### DOCUMENT EXCERPT
During the election run up, Labour leaders spelt out a range of policies on energy. Michael Meacher, then shadow spokesman on Environmental Protection told the SERA Conference(see Renew 106) that Labour will soon launch our proposals for a nationwide, self-financing, home energy efficiency scheme:
'Eight million households in the UK suffer fuel poverty, and as many as three quarters of a million elderly people are at risk of hypothermia. Improving domestic energy efficiency will improve the building stock and provide a permanent solution to fuel poverty. It will benefit the environment through reduced emissions. It will create many jobs in the insulation industry, and it will cut bills on hypothermia and cold-related illnesses, which cost the NHS £1 billion a year.'
He added Action on energy efficiency must of course be combined with action on renewable energy sources. We must increase our use of renewable energy. We cannot continue to use fossil fuels at the current level indefinitely. Nuclear power has been proved not to be answer to our fuel needs, and its contribution to our energy needs will continue to decline under a Labour Government.
We aim to generate 10% of Britains electricity needs through renewable sources by 2010, and 20% by 2025.
If renewable sources of energy are to be expanded sufficiently to meet these ambitious targets, all forms will need to be rapidly developed. At present, Britain has 40% of Europes potential wind power but uses less than 1% of it, so there is considerable scope here. We must also look carefully at the future of solar power, combined heat and power schemes and other renewable sources.
Robin Cook, then Shadow Foreign Affairs spokesman, used the SERA conference to look at global issues:
The global dimension is awesome. Miners used to take canaries down the pit, on the basis that the expiry of the canary was a warning that the environment was unsafe for humans. In the short five years since the Earth Summit, another 40,000 species have become extinct. Humanity is receiving multiple warnings from the fate of other species that our eco-system is under severe and accelerating stress. Labour will bring a sense of urgency to the international debate on how to save our globe.

### RECORD LIST
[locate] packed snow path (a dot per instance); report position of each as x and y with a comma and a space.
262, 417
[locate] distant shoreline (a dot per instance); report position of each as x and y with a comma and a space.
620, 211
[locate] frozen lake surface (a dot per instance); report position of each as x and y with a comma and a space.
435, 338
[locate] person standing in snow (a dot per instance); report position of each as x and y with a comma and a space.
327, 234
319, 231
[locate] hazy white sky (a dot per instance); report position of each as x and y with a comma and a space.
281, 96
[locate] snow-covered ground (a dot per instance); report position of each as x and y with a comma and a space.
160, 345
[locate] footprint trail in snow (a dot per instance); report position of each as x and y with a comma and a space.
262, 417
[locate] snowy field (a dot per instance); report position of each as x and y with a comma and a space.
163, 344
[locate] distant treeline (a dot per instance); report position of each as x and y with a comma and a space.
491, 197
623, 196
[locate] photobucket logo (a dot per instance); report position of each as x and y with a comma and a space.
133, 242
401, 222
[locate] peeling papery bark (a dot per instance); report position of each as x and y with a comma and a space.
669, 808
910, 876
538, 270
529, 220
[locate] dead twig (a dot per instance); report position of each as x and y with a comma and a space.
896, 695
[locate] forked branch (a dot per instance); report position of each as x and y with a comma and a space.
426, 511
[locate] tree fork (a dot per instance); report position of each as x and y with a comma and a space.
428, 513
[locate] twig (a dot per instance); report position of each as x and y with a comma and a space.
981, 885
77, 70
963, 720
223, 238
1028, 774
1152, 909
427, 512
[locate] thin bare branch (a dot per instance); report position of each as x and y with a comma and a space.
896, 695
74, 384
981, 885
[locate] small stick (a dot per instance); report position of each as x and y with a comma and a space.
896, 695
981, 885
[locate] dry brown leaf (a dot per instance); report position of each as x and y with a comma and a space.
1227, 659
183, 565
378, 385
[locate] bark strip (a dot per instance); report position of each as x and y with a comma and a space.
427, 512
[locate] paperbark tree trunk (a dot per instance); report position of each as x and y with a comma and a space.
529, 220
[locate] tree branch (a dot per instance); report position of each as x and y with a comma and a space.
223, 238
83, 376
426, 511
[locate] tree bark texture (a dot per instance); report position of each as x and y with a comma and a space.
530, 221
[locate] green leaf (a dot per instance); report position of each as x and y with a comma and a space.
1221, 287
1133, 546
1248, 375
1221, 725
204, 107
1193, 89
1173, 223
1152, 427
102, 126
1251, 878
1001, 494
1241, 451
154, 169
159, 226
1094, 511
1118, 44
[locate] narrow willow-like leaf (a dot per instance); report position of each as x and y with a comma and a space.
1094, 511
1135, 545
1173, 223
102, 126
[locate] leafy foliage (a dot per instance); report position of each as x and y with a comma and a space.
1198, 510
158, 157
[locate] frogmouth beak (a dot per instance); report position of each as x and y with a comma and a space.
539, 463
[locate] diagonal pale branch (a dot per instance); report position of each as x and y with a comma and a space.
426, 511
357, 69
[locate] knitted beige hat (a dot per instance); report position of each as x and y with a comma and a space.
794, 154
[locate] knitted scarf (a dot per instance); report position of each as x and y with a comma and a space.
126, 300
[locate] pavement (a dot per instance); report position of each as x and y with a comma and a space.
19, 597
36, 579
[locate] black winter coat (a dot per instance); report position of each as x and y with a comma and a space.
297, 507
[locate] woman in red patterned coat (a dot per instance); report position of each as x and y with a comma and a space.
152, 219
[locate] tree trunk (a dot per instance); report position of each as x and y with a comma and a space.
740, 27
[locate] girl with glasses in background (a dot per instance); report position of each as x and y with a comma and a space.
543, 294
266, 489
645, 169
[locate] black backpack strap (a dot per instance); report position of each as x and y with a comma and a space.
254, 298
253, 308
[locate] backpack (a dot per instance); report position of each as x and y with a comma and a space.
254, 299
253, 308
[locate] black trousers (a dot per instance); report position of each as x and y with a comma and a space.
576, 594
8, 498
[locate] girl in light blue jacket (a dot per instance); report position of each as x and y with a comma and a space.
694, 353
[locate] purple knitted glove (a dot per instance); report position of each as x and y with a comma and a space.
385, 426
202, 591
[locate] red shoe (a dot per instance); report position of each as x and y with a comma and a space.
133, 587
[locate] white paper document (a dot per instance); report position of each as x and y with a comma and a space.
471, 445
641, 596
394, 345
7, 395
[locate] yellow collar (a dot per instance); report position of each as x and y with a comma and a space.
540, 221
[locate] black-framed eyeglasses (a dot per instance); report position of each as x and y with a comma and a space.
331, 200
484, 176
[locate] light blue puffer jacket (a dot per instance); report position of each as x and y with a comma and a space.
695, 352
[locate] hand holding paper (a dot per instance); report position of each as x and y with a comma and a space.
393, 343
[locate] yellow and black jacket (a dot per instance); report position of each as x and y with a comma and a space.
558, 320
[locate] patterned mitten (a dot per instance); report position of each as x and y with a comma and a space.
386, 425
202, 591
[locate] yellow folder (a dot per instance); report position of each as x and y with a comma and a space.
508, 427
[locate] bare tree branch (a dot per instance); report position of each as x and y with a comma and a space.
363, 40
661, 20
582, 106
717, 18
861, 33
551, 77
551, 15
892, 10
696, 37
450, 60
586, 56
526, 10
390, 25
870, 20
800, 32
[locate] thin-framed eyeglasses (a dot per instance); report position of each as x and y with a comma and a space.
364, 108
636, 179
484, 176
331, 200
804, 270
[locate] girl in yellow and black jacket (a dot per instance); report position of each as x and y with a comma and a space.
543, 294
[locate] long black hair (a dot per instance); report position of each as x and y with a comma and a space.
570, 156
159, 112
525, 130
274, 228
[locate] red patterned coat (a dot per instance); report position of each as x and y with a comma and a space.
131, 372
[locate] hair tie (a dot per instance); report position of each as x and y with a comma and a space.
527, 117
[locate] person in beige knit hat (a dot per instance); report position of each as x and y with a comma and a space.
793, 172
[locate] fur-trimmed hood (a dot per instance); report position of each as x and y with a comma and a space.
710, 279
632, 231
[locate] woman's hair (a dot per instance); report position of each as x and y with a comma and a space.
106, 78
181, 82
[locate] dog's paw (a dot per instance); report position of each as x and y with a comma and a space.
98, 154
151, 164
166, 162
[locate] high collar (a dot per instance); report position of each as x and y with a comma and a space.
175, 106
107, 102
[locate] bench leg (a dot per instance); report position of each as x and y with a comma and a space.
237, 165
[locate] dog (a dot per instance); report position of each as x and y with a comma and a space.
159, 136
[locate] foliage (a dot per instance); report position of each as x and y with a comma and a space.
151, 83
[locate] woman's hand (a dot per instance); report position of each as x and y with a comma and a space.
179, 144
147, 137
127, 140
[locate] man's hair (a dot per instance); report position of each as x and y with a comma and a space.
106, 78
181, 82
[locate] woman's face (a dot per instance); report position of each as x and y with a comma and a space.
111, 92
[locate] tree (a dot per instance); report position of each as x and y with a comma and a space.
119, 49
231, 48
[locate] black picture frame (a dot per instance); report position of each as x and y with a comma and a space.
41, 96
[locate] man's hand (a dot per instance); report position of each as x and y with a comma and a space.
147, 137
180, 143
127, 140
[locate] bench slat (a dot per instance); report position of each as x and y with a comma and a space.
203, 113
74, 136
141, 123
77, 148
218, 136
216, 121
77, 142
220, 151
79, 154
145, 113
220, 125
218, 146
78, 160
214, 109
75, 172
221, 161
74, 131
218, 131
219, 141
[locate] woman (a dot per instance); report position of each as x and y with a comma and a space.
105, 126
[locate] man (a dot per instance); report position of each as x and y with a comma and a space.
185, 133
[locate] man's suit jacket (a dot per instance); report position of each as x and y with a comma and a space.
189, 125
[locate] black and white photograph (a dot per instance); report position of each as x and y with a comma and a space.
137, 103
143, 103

### WHAT YOU NEED TO DO
- 1) Can you give the stretch from "If renewable sources" through "other renewable sources." of the Labour energy policy excerpt again, swapping "wind power" for "tidal power"?
- 2) How would you shorten the paragraph of the Labour energy policy excerpt that begins "He added Action on energy efficiency" while keeping its main facts?
- 3) Could you write what comes next in the Labour energy policy excerpt, picking up after its final sentence?

### EXERCISE RESPONSES
- 1)
If renewable sources of energy are to be expanded sufficiently to meet these ambitious targets, all forms will need to be rapidly developed. At present, Britain has 40% of Europes potential tidal power but uses less than 1% of it, so there is considerable scope here. We must also look carefully at the future of solar power, combined heat and power schemes and other renewable sources.

- 2) Energy efficiency must go together with more use of renewable energy, because fossil fuels cannot be burned at the current level forever. Nuclear power is not the answer to fuel needs, and its contribution will keep declining under a Labour Government.

- 3)
He went on to announce a Green Globe Task Force to 'sharpen the policies Labour has prepared in Opposition into a blueprint for action in office'.
The Green Globe Task Force will he said 'provide a forum for dialogue between Labour and Green NGOs in order that we can draw on their experience and advice both before and beyond the election.
I want their help to ensure the greening of our foreign policy and the preparation of our negotiating stance for the forthcoming global summits on sustainable development and climate change'.
He added "This is crunch year for negotiations to cut emissions in carbon dioxide. For three years the world community has put off agreement on targets beyond the year 2000. I want the advice of the Task Force on how Britain can help break the stalemate. Labour already has a commitment to cut emissions of carbon dioxide by a fifth by 2010, and we want to know how best to turn that domestic commitment into an international agreement".
He finished with the following nice bit of rhetoric:
"Over the past week, we have all read how the Millennium Project has been rescued. I am glad that we are to have a stately pleasure dome in Greenwich. But one dome cannot shelter all mankind from the stress we are imposing on the climate around it. The real millennium project is to rescue the global environment so that it can sustain life for another thousand years.
This is an heroic challenge. Labour does not pretend that we can face it alone. We appeal to everyone who cares about their environment to join with us.
And we give them a pledge that if they help us deliver a Labour Government, then that Labour Government will put Britain at the front of crusade to rescue the global environment".
The reality behind the rhetoric is of course what matters, and Labours subsequent decision not to support a key amendment designed to get VAT reduced on energy conservation materials ( so as to make it cheaper to save energy than to buy it) raises some queries about what might happen in practice. However it could be that this amendment was seen as unnecessary or at least mis-timed, since Labour had made a commitment to reducing VAT on fuel, when and if it came to power, so that this anomaly could be sorted out then.
Labour certainly seemed keen on energy conservation - both at the end use stage and at the point of production, eg via Combined Heat and Power.
Thus John Battle MP, then Shadow Energy Minister speaking at the Combined Heat and Power Association's national conference, said:
"Labour will positively promote CHP as a means of ensuring diverse secure and sustainable energy supplies. Labour has set a clear target for CHP of 10,000 MW by the year 2010, doubling the present Government's target. CHP will make a significant contribution to tackling greenhouse gases; every 1MW of CHP cuts UK carbon emissions by 1250 tonnes. CHP schemes, at 80-90 % of thermal efficiency, contribute massively to reducing energy bills and using primary supplies efficiently. Not only do CHP schemes generate employment but they are part of the new environmental technology of the future which will win markets at home and abroad."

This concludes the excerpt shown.